*Set problem*
Nothing in the records may be left out or altered; reproduce them all exactly.

*Provided records*
********
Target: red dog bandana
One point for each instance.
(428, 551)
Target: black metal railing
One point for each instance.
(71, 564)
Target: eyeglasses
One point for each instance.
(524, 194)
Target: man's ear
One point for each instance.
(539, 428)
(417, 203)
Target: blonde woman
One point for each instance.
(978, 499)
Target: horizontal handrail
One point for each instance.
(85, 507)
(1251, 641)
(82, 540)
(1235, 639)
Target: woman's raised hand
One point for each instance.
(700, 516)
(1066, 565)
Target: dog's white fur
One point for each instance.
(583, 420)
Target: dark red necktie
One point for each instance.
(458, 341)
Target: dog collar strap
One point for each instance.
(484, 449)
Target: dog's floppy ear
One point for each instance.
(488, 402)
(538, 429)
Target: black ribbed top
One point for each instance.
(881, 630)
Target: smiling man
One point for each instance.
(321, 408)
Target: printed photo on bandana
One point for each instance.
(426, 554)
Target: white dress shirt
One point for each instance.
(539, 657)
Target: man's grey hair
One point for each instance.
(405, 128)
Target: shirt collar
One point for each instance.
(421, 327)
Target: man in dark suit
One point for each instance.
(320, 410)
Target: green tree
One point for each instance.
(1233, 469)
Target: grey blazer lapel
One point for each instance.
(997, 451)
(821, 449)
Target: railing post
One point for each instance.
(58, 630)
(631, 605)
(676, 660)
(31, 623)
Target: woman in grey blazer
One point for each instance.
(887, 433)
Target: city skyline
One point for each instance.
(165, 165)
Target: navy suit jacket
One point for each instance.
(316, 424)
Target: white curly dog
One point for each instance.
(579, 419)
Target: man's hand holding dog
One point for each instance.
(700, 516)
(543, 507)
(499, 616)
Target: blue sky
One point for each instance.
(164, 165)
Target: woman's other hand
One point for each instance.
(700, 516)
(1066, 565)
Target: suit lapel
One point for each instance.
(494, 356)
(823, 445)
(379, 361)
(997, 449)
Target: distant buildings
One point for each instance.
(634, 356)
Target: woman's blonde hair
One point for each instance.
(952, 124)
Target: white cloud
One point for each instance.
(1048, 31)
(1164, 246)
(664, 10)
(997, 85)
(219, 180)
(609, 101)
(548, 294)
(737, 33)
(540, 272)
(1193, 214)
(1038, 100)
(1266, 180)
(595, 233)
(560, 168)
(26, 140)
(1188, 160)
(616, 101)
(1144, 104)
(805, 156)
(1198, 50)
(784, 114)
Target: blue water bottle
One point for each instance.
********
*Solved exercise*
Target: red dog bandana
One point for each instance.
(428, 551)
Target: black metal railing
One point for each instance.
(71, 564)
Target: eyeglasses
One point for each instance.
(524, 194)
Target: man's ear
One point for each instance.
(539, 428)
(417, 203)
Target: blonde woman
One point for each instance.
(978, 499)
Target: horizontal handrail
One point for each instance.
(85, 507)
(1251, 641)
(82, 540)
(1235, 639)
Target: woman's raised hand
One point for each instance.
(700, 516)
(1066, 565)
Target: dog's white fur
One point for each instance.
(583, 420)
Target: dark red necktie
One point for each instance.
(458, 341)
Target: dog collar strap
One point for each instance.
(484, 449)
Target: dog's floppy ear
One point for each instance.
(488, 402)
(538, 429)
Target: black ribbed top
One point for each instance.
(881, 630)
Target: smiling man
One point for each instance.
(321, 408)
Target: printed photo on bandana
One point for each instance.
(426, 554)
Target: white dress shirt
One point for each instance.
(539, 657)
Target: man's grey hair
One point for each instance.
(405, 128)
Target: shirt collar
One point for each instance.
(421, 327)
Target: man in dark suit
One point for each instance.
(320, 410)
Target: green tree
One point for each instance.
(1233, 469)
Target: grey blazer lapel
One point for each instance.
(997, 451)
(821, 449)
Target: railing post
One point for each instance.
(58, 630)
(631, 605)
(676, 660)
(31, 623)
Target: woman in grey blazer
One point for each instance.
(887, 433)
Target: city skyline
One point for each instance.
(165, 165)
Target: navy suit jacket
One point for each instance.
(316, 424)
Target: white curly dog
One point for each instance.
(579, 419)
Target: man's hand holding dog
One point for each instance.
(700, 516)
(543, 507)
(499, 616)
Target: blue sky
One point for each instance.
(164, 165)
Target: woman's other hand
One point for each instance.
(700, 516)
(1066, 565)
Target: suit lapel
One point for each instance.
(494, 356)
(823, 445)
(379, 361)
(997, 449)
Target: distant buildings
One point for each instance.
(634, 356)
Target: woman's blonde hair
One point for each instance.
(952, 124)
Target: white cloud
One point for each instance.
(1048, 31)
(1164, 246)
(664, 10)
(997, 85)
(219, 180)
(609, 101)
(548, 294)
(737, 33)
(540, 272)
(1193, 214)
(1038, 100)
(1266, 180)
(595, 233)
(560, 168)
(26, 140)
(1188, 160)
(616, 101)
(1144, 104)
(805, 156)
(1198, 50)
(784, 114)
Target: blue water bottle
One point for each instance.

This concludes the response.